-------- Passage shown

Even if it's 2 failed for 1000 requests this approach seems strange:

Optimistic updates sound really awesome for some actions, ex: like article, add to collection. But for others the complexity added to do proper disaster recovery seems to me like it's not really an option. And given that most of the times I have to implement a design and flow that was not built with optimistic updates in mind makes it even more problematic.

For some reason I mapped query=load data, mutation=update data. Only after talking on slack I realised that it should be perfectly resonableon the server to have mutations.clj that has defquery login or defquery create-article.

Personally I think defmutation & defquery on server add a lot of confusion. The way I think about them is more like:

awkay commented 7 years ago

So, I don't want to get too far off track on other APIs, but I would comment on optimistic update a bit. The intention is to give the user a fast responsive experience. The default networking does not auto-retry mutations because it doesn't know if your mutations are safe to repeat (e.g. are idempotent). As I said earlier, an idempotent mutation set with auto retries can make a pretty robust system; however, you are correct that if you give the user the impression that you're done and they close the browser, then some data loss could occur in an unexpected way.

Have you used google docs? The do exactly this model: optimistic update with background save. You wouldn't want the UI blocking while you're typing something. The trick there is to let the user know when saves are actually complete. That way they can keep working, but can also see that there is network activity. This is a relatively painless UI change. Just have some clear indicator that work is still in progress, but that you're allowing them to continue. You can also block the browser tab/window closing with an onWindowClose handler, to warn them that networking is in progress.

If you must "block" the UI to ensure save before continue, then that is simple as well: just don't include the optimistic (local) side of the mutation! Send it to the server and follow it with a follow-on read (as you suggest, you could also do this with a parameterized query and post mutation). This will do the traditional "lock up the UI while networking happens".

Finally, there is the actual error handling itself. There are a number of interesting things you could do to deal with this. One is time-travel :) You have the UI history. You could "transactional timestamp" the network requests with the history UUID, and if something fails, just back them up to the point in their application use! How cool is that?

I do agree with you that telling the user that something is complete when it isn't is probably going to lead to problems. However, rather than making it act like something old, I'd prefer to give them a better experience and inform them that it is something new (and more responsive).

claudiuapetrei commented 7 years ago

@awkay The transaction time-stamp idea is really really cool, thank you :)

----------------

▶ **Stated exercise A**:
Summarize the optimistic-updates thread in two sentences.
▶ **Stated exercise B**:
From the optimistic-updates thread, quote the passage between "I do agree with" and "(and more responsive).", inclusive.
▶ **Stated exercise C**:
Answer these questions using the optimistic-updates thread:
(i) Why does the default networking not auto-retry mutations?
(ii) Which handler can be used to warn users that networking is in progress when they try to close the browser tab or window?
(iii) What product is named as following the model of optimistic update with background save?

-------- Given data

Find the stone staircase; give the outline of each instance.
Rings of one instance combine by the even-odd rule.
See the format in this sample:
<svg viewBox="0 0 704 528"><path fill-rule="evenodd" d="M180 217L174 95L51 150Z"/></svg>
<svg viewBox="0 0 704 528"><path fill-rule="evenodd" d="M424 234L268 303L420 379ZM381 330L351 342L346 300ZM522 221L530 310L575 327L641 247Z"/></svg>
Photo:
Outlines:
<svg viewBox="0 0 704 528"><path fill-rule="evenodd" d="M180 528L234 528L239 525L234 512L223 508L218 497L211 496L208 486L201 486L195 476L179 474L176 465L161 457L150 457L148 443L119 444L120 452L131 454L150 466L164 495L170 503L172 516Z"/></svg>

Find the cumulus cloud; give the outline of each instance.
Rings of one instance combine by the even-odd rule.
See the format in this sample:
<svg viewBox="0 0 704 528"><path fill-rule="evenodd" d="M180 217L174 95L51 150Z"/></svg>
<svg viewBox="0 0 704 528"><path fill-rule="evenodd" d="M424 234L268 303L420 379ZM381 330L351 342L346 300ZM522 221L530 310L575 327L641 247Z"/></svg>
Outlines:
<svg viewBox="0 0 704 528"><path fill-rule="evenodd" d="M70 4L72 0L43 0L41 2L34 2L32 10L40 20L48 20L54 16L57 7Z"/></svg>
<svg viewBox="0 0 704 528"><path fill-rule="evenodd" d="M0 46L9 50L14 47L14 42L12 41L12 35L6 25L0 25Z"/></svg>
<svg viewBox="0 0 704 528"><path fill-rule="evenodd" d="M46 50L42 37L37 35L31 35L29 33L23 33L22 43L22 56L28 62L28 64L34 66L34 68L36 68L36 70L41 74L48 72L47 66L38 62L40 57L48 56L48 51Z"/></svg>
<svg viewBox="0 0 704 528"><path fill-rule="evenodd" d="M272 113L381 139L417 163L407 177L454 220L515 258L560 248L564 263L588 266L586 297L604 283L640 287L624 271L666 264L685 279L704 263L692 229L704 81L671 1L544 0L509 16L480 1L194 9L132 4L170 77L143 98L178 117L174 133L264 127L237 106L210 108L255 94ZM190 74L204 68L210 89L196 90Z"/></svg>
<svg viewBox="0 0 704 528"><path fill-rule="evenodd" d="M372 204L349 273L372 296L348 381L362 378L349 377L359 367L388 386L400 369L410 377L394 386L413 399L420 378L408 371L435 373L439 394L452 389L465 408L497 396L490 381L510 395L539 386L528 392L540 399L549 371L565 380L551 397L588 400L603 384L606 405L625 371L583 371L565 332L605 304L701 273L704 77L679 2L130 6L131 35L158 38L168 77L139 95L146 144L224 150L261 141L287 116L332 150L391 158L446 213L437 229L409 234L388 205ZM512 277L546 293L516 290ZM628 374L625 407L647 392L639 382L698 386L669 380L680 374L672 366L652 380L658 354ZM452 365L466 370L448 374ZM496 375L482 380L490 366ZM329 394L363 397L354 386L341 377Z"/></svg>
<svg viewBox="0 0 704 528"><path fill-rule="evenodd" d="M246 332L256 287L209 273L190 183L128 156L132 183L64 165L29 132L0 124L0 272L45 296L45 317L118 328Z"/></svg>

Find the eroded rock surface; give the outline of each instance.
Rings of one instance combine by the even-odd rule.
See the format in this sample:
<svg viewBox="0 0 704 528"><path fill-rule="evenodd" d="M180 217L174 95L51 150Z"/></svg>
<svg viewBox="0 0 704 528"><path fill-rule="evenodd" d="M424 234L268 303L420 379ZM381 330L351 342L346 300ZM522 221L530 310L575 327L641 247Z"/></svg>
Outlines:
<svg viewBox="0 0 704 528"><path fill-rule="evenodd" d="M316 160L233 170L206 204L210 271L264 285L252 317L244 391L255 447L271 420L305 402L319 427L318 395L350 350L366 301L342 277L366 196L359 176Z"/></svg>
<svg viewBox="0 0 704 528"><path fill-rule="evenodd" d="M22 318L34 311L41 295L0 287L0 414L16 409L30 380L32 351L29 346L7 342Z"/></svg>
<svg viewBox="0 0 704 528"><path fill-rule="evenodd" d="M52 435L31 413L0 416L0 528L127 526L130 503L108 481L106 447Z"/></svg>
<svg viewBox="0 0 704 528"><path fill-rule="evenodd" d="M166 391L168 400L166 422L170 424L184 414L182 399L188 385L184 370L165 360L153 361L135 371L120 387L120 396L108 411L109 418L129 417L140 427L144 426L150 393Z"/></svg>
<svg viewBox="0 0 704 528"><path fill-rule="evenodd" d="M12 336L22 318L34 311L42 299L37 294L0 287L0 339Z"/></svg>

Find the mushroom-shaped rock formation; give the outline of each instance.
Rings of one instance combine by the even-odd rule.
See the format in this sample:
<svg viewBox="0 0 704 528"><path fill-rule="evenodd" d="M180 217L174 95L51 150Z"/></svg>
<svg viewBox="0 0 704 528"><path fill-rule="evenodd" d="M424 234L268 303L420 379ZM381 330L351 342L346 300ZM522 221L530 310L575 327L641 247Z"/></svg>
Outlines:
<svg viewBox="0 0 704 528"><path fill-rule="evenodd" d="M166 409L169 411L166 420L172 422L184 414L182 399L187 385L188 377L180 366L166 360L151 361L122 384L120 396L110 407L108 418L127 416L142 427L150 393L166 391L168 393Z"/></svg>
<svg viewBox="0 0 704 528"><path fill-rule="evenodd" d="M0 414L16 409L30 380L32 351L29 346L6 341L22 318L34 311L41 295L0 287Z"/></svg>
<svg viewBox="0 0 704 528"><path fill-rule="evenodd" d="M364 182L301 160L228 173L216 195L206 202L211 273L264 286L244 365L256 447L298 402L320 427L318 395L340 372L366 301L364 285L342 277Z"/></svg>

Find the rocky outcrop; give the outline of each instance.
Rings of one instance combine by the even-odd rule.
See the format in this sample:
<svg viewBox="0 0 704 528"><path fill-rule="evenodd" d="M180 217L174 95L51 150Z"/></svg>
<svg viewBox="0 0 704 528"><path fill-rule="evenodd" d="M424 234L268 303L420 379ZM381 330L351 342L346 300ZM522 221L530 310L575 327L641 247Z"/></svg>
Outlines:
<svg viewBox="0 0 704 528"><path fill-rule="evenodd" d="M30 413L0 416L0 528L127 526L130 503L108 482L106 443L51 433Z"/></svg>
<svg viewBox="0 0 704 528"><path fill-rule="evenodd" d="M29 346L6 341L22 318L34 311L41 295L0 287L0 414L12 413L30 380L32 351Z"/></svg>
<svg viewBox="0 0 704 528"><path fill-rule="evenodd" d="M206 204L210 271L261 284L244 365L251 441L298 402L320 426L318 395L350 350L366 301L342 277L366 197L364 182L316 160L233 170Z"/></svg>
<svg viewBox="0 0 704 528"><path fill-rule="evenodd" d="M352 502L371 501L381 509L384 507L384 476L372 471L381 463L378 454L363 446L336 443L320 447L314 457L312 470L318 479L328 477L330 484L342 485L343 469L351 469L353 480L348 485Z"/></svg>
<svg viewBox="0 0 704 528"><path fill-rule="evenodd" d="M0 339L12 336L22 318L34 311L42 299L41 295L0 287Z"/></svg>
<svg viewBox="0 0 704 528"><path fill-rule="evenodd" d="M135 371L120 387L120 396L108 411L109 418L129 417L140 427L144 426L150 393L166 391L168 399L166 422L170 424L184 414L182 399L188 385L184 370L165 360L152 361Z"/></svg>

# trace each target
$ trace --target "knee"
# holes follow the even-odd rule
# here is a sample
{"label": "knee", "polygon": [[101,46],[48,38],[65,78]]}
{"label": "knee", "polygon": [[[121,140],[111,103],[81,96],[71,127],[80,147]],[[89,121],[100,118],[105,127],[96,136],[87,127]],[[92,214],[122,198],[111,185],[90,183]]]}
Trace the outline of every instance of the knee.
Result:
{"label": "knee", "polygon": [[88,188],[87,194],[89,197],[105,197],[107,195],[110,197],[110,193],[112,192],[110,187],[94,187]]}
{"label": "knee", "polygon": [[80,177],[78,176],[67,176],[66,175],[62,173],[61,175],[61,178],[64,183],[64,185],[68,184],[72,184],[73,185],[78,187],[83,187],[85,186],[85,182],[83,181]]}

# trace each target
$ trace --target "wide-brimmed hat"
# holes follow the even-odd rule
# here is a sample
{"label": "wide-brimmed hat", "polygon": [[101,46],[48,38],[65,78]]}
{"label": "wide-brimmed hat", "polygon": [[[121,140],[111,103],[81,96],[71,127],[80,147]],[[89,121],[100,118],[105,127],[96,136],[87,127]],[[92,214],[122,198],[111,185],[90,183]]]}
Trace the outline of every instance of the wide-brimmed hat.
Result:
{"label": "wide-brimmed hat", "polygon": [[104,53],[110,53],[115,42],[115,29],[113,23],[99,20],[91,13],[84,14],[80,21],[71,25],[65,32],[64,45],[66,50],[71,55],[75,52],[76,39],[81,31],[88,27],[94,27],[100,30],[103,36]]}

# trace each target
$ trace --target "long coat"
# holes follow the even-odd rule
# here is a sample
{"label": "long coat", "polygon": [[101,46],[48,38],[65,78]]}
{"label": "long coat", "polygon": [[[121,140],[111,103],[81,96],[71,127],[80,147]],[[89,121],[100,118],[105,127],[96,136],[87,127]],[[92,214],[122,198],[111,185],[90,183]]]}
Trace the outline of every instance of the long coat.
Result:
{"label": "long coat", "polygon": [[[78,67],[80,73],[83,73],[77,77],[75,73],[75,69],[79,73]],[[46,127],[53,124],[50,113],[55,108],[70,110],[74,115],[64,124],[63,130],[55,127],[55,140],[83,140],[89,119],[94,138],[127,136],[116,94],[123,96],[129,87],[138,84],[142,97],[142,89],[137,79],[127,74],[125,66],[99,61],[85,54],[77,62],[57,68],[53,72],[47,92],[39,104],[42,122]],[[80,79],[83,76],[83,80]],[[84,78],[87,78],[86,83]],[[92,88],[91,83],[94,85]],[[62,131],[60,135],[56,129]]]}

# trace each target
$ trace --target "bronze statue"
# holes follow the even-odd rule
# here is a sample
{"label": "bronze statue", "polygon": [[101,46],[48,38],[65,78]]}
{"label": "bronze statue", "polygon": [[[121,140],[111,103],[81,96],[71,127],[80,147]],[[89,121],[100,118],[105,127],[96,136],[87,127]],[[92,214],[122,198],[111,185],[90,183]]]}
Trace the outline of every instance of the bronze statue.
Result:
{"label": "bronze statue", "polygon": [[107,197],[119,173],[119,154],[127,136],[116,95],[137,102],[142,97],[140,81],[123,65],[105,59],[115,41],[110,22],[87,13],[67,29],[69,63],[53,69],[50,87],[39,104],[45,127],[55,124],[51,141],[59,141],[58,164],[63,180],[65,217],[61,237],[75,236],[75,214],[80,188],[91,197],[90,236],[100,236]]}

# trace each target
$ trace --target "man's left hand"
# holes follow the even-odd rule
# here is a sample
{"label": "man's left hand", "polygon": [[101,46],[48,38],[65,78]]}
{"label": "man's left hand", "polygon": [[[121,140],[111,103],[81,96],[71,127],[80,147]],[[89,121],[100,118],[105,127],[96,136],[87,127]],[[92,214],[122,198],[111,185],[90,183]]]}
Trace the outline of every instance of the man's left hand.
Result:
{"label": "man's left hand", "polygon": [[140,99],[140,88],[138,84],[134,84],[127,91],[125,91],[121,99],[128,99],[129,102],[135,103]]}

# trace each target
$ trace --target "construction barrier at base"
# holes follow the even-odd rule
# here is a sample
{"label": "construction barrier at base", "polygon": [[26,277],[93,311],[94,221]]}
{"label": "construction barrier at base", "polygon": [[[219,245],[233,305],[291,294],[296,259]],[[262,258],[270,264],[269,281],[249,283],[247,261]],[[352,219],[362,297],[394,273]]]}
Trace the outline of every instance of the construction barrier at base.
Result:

----------------

▶ **Output A**:
A commenter finds optimistic updates appealing for simple actions like liking an article but thinks the disaster recovery they require makes them impractical for others, and also finds defmutation and defquery on the server confusing. In reply, awkay explains that the aim is a fast, responsive experience and suggests showing users when saves are actually complete, leaving out the optimistic side of a mutation when the UI must block, and using the UI history to back users up when a request fails, an idea the original commenter calls really cool.

▶ **Output B**:
I do agree with you that telling the user that something is complete when it isn't is probably going to lead to problems. However, rather than making it act like something old, I'd prefer to give them a better experience and inform them that it is something new (and more responsive).

▶ **Output C**:
(i) It doesn't know whether the mutations are safe to repeat, that is, whether they are idempotent.
(ii) An onWindowClose handler.
(iii) Google Docs.